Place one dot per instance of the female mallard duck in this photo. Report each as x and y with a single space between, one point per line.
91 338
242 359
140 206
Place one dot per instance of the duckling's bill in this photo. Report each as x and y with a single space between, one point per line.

********

OBJECTIVE: Copy out the whole listing above, every line unchanged.

THE ANSWER:
Place one dot per instance of the female mallard duck in this photo. Report each as x and y with a single space between, one point per line.
91 338
242 359
140 206
Place one dot per instance of the duckling's bill in this photo. Report each as x and y with a single space between, one point per line.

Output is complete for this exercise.